PROBLEM TO WORK ON. Transcribe each record below character for character.

GIVEN DATA.

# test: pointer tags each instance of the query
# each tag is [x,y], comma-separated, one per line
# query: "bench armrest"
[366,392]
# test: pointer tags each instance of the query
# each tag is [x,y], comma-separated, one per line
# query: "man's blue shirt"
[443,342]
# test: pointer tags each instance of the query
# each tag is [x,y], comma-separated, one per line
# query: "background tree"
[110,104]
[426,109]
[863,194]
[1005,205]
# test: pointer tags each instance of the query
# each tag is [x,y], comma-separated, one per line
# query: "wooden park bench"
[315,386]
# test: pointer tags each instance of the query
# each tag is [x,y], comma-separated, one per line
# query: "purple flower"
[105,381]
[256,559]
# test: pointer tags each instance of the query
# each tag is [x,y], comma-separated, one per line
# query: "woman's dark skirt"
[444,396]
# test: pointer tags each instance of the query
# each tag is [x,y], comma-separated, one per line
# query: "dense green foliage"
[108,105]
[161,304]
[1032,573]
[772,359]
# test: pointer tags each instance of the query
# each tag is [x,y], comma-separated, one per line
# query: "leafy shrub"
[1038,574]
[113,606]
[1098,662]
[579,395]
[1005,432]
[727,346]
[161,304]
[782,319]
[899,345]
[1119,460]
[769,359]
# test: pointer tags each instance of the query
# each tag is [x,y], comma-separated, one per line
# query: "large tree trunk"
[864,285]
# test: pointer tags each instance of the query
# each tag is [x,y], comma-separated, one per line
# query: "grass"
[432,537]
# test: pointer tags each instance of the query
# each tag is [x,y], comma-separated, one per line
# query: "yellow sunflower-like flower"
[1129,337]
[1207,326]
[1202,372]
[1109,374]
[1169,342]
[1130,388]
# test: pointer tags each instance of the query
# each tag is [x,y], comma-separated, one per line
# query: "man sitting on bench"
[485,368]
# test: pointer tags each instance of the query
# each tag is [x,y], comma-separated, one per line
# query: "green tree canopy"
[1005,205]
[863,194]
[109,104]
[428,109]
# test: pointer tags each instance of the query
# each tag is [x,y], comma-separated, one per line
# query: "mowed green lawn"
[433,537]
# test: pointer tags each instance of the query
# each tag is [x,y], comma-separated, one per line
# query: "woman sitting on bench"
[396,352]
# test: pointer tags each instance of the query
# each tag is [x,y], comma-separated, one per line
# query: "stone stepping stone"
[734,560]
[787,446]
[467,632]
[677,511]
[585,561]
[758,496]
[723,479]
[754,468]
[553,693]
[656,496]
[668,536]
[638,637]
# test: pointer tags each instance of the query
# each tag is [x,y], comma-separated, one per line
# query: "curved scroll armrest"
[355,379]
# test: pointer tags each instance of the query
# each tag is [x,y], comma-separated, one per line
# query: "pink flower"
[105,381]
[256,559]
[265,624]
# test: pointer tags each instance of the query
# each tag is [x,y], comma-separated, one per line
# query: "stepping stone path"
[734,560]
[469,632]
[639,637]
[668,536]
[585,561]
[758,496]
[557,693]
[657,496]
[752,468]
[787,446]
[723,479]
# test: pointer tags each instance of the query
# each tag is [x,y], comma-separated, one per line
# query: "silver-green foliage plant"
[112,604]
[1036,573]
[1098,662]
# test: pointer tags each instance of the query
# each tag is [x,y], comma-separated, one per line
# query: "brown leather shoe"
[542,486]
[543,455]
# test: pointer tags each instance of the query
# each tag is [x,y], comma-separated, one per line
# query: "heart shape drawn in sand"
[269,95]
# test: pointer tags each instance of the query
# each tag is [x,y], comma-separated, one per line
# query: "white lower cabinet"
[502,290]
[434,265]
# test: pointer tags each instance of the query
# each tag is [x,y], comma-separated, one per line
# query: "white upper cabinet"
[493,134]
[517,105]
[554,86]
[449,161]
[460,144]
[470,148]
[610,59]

RESPONSE.
# test: pointer tags each instance of the query
# each tag is [x,y], comma-separated, one per line
# query: "bench armrest"
[366,392]
# test: pointer tags each instance of the query
# each tag is [x,y], comma-separated, one per line
# query: "man's blue shirt"
[443,342]
# test: pointer tags each instance of the query
# each tag is [x,y], comma-separated, one per line
# query: "background tree"
[110,104]
[426,109]
[863,194]
[1005,205]
# test: pointer tags each instance of the query
# each tag is [x,y], comma-separated, one per line
# query: "wooden park bench"
[315,386]
# test: pointer tags each instance of the query
# each tag is [x,y], comma-separated, one per line
# query: "purple flower"
[105,381]
[256,559]
# test: pointer tags each instance of the query
# each tag is [x,y], comma-separated, one per line
# query: "woman's dark skirt"
[444,396]
# test: pointer tags each instance of the query
# each tag is [x,y], comma-separated, one per line
# query: "dense green foliage"
[108,105]
[161,304]
[1032,573]
[772,359]
# test: pointer tags each instance of the query
# each tag is [x,y], comma-separated, one per line
# query: "leafy shrub"
[1038,574]
[113,606]
[1098,662]
[579,395]
[1005,432]
[727,346]
[161,304]
[782,319]
[899,345]
[1119,460]
[769,359]
# test: pointer tags each instance of the query
# each tag is [x,y], comma-separated, one per line
# query: "large tree trunk"
[864,285]
# test: pointer tags each instance of the query
# each tag is [x,y], comma-separated, one per line
# query: "grass"
[432,537]
# test: pointer tags each instance of the query
# each tag is [x,y], comma-separated, one per line
# query: "yellow sunflower-like flower"
[1129,337]
[1207,326]
[1202,372]
[1109,374]
[1169,342]
[1130,388]
# test: pointer tags each instance of the query
# each tag is [x,y], comma-separated, one per line
# query: "man sitting on bench"
[485,368]
# test: pointer tags each instance of the query
# each tag is [x,y], comma-separated, one per line
# query: "green tree canopy"
[1005,205]
[863,194]
[109,104]
[428,109]
# test: pointer tags each instance of the query
# each tag is [x,y], comma-separated, one per line
# query: "mowed green lawn"
[433,537]
# test: pointer tags each instance of the query
# each tag is [x,y], comma-separated, one per line
# query: "woman sitting on bench"
[396,352]
# test: pointer tags each instance of the query
# each tag is [x,y], comma-separated, one per line
# query: "stone stepping stone"
[734,560]
[787,446]
[467,632]
[677,511]
[585,561]
[758,496]
[723,479]
[754,468]
[553,693]
[656,496]
[668,536]
[638,637]
# test: pointer tags each instance of the query
# each tag is [x,y], comma-separated, one per line
# query: "curved scroll armrest"
[355,379]
# test: pointer tags each instance of the query
# each tag is [x,y], comma-separated, one per line
# query: "pink flower"
[105,381]
[256,559]
[265,624]
# test: pointer tags each instance of the query
# each tag is [x,y], comma-separated, one per line
# query: "stepping stone path"
[734,560]
[469,632]
[639,637]
[668,536]
[585,561]
[758,496]
[557,693]
[657,496]
[752,468]
[787,446]
[723,479]
# test: pointer tags each instance of the query
# each tag is [x,y], comma-separated, one per line
# query: "silver-green foliage plant"
[112,604]
[1036,573]
[1098,662]
# test: pointer tags each instance of the query
# each tag is [x,y], comma-separated, one per line
# query: "brown leather shoe"
[542,486]
[543,455]
# test: pointer tags each instance of the query
# each tag is [x,y], comma-separated, one per line
# query: "heart shape drawn in sand"
[269,95]
# test: pointer tags each instance of the query
# each tag is [x,y], comma-separated, one per line
# query: "white lower cabinet"
[502,290]
[434,265]
# test: pointer tags each instance of the query
# each tag is [x,y], comma-separated, one per line
# query: "white upper cabinet"
[493,134]
[517,105]
[554,86]
[449,161]
[460,144]
[470,148]
[610,59]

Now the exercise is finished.